Stored data entries:
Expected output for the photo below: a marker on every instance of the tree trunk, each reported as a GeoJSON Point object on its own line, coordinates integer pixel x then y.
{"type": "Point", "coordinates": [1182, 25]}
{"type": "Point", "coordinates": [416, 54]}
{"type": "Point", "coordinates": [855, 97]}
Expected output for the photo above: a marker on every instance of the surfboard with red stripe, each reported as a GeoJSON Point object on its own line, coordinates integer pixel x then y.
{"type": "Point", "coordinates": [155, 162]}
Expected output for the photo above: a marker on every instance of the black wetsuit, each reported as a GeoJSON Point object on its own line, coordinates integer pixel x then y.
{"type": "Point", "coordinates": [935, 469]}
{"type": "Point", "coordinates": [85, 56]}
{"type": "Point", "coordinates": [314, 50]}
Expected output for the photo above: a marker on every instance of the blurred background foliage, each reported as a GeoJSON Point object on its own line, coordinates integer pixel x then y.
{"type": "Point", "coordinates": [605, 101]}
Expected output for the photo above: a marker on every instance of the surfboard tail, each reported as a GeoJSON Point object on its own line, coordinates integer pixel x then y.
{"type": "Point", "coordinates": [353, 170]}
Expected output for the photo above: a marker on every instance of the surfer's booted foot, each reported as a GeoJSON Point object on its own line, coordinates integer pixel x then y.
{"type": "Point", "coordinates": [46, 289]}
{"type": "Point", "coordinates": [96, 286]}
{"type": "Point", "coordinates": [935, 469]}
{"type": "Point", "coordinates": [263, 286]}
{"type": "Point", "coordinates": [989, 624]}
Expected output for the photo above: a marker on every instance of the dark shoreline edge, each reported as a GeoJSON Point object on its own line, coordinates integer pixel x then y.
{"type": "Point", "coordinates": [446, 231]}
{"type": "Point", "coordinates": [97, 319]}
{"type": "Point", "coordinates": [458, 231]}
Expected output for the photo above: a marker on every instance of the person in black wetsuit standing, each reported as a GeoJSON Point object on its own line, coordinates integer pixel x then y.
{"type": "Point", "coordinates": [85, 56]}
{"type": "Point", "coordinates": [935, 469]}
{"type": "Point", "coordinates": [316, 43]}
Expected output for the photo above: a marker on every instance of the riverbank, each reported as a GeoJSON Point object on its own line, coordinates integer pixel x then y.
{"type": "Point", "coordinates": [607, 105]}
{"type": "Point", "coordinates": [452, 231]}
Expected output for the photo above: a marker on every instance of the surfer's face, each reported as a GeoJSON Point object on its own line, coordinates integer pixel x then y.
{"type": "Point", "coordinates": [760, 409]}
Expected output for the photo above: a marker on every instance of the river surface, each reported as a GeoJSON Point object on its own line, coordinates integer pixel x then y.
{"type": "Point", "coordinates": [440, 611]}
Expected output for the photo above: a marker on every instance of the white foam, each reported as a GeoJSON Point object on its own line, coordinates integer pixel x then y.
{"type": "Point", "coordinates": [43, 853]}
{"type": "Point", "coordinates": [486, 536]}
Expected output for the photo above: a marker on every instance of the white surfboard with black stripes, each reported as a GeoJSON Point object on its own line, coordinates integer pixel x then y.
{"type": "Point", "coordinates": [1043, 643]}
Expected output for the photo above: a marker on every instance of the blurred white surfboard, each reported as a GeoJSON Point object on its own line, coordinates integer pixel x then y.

§ WORK TO BE COMPLETED: Return the full data above, line for line.

§ RESPONSE AREA:
Expected output for the photo below: a marker on every instance of the tree trunk, each reported as a GeoJSON Point object on its own line, coordinates integer pixel x then y.
{"type": "Point", "coordinates": [1182, 25]}
{"type": "Point", "coordinates": [416, 54]}
{"type": "Point", "coordinates": [855, 97]}
Expected output for the photo above: a marker on every instance of the surfboard with red stripe, each reported as a GeoJSON Point object on its own line, coordinates integer pixel x then y.
{"type": "Point", "coordinates": [155, 162]}
Expected output for the photo above: a marker on every instance of the black wetsuit, each reported as a GeoJSON Point object on its own line, coordinates integer pixel x then y.
{"type": "Point", "coordinates": [935, 469]}
{"type": "Point", "coordinates": [85, 56]}
{"type": "Point", "coordinates": [314, 50]}
Expected output for the photo above: a marker on every instance of the blurred background foliage, each reported as a GeoJSON Point object on its own line, coordinates integer pixel x then y.
{"type": "Point", "coordinates": [605, 101]}
Expected output for the photo above: a marker on every instance of the surfboard tail, each reported as a GeoJSON Point object on its own line, coordinates integer pixel x then y.
{"type": "Point", "coordinates": [353, 170]}
Expected output for the photo above: a marker on every instance of the surfer's booted foot, each reported as a GeoJSON Point object on its own line, coordinates integer pixel x then y.
{"type": "Point", "coordinates": [46, 289]}
{"type": "Point", "coordinates": [96, 286]}
{"type": "Point", "coordinates": [935, 469]}
{"type": "Point", "coordinates": [263, 286]}
{"type": "Point", "coordinates": [989, 624]}
Expected output for the photo above: a marker on every instance of the dark shoreline edge, each reported as a GeoJSON Point object on its own line, coordinates integer pixel x then y.
{"type": "Point", "coordinates": [446, 231]}
{"type": "Point", "coordinates": [97, 319]}
{"type": "Point", "coordinates": [458, 231]}
Expected output for the photo above: a marker on every instance of the person in black wetsuit standing, each reported as a GeoJSON Point object on its own line, coordinates integer pixel x then y.
{"type": "Point", "coordinates": [85, 56]}
{"type": "Point", "coordinates": [935, 469]}
{"type": "Point", "coordinates": [316, 43]}
Expected output for the photo above: a marker on every instance of the riverbank, each reported as a GeoJSON Point object on its own line, coordinates integer pixel x then y.
{"type": "Point", "coordinates": [607, 105]}
{"type": "Point", "coordinates": [452, 231]}
Expected output for the photo above: a marker on every instance of the surfer's face, each reported as a GeoJSON Point object on its own line, coordinates integer pixel x then y.
{"type": "Point", "coordinates": [760, 409]}
Expected output for the photo above: a marker on every instance of the river surface, each reported as a GeoJSON Point object on its own line, coordinates integer pixel x then y.
{"type": "Point", "coordinates": [440, 611]}
Expected output for the photo above: a marker on every instance of the white foam, each reported as a GeoJSON Point object on its own line, coordinates integer pixel x then y.
{"type": "Point", "coordinates": [43, 853]}
{"type": "Point", "coordinates": [486, 536]}
Expected output for the photo above: a marker on every instance of the white surfboard with black stripes, each reported as a GeoJSON Point object on its own line, coordinates integer pixel x then y.
{"type": "Point", "coordinates": [1043, 643]}
Expected output for the photo above: a marker on every instance of the blurred white surfboard, each reported as a GeoJSON Point object on its own line, coordinates integer pixel x then y.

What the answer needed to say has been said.